** Given records follows **
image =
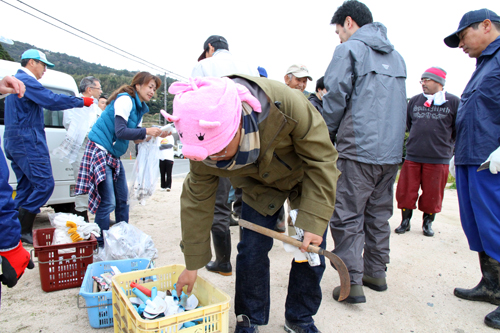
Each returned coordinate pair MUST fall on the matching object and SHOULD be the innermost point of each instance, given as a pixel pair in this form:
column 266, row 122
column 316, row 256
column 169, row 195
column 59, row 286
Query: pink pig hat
** End of Given records **
▶ [Problem description]: Copy every entry above exactly as it stands, but leave the pictures out.

▶ [Reply to the exercise]:
image =
Each returned coordinate pair MUST fall on the matching object and SHOULD be the innermost point of each instance, given as a pixel pair in this form:
column 266, row 122
column 316, row 256
column 169, row 195
column 59, row 286
Query: pink pig hat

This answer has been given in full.